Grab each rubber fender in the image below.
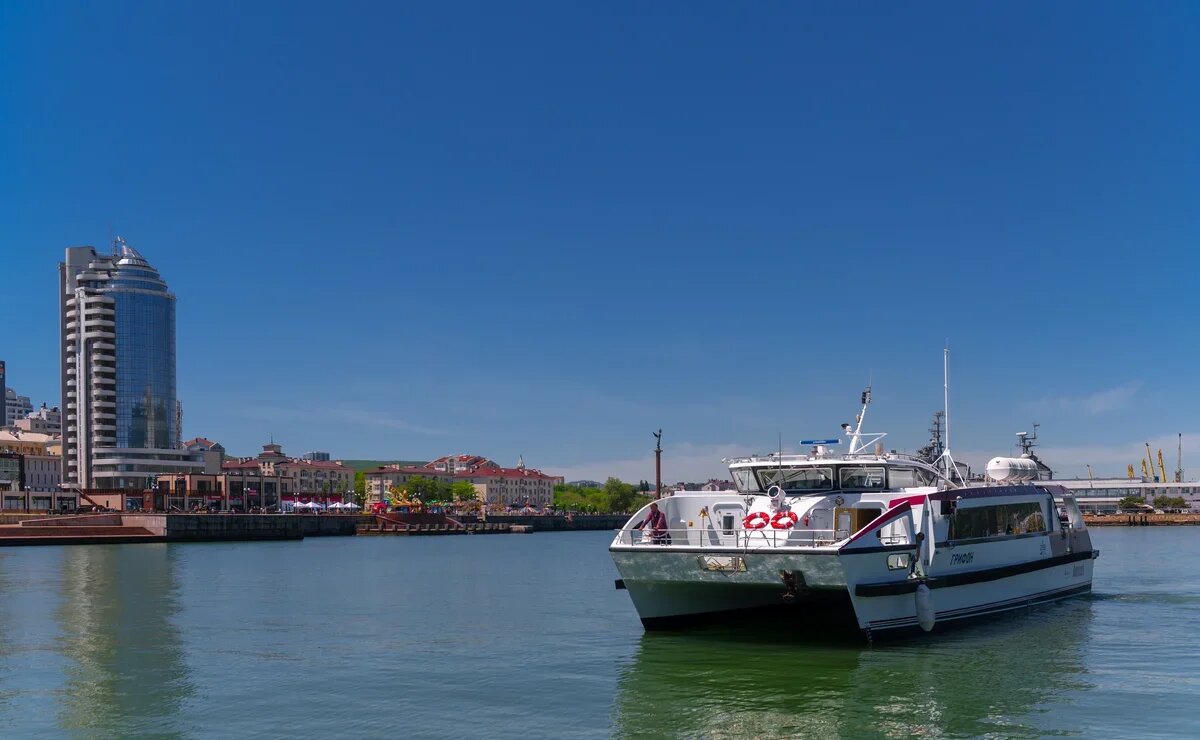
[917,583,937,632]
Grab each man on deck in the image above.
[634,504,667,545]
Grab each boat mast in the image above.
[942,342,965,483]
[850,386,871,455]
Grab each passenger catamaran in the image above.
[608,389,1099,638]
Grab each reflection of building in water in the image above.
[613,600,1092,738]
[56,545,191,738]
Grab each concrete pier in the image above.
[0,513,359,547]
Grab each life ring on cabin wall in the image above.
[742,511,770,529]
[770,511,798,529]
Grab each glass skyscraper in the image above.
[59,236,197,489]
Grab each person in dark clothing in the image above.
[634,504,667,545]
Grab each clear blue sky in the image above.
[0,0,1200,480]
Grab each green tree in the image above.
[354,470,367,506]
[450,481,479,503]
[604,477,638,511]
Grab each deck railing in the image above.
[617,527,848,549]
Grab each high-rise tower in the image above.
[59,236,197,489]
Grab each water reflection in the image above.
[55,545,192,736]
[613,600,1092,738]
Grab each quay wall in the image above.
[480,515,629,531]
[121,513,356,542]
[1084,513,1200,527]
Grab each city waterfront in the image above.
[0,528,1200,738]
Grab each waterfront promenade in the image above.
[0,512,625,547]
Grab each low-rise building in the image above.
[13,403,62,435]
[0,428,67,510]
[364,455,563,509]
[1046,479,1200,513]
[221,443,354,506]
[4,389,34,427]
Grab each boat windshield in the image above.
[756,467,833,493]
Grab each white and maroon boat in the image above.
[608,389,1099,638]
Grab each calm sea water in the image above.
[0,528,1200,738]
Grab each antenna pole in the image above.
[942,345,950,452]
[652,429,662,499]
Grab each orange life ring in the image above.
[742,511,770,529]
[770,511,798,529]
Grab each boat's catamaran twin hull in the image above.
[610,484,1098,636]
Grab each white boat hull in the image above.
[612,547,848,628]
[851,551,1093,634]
========
- [Instructions to follow]:
Every line from the one containing "Grab each deck railing in the image above." through the end of the data must be repeated exactly, and no other line.

- [Solution to this exercise]:
Grab each deck railing in the image above.
[617,527,848,549]
Grab each high-rise tower in the image above.
[59,236,197,489]
Grab each water reflection in the image above.
[55,545,192,736]
[613,600,1092,738]
Grab each quay wall in the image above.
[480,515,629,531]
[121,513,356,542]
[1084,513,1200,527]
Grab each city waterfront in the image above.
[0,528,1200,738]
Grab each waterfront promenade in the image above.
[0,512,625,547]
Grab each low-rise building in the image above.
[13,403,62,435]
[0,428,67,510]
[364,455,563,509]
[1046,479,1200,513]
[221,443,354,506]
[4,389,34,427]
Grab each boat windshield in the image above.
[756,467,833,493]
Grab each white and maroon boat in the image above.
[608,389,1099,638]
Grab each calm sea water in the image above.
[0,528,1200,738]
Grab each antenna pole in the image above.
[942,345,950,452]
[652,429,662,499]
Grab each orange life ring in the image above.
[742,511,770,529]
[770,511,798,529]
Grab each boat's catamaran twin hull in the image above.
[610,484,1098,636]
Grab each white boat hull in the image above.
[612,547,848,628]
[851,551,1093,634]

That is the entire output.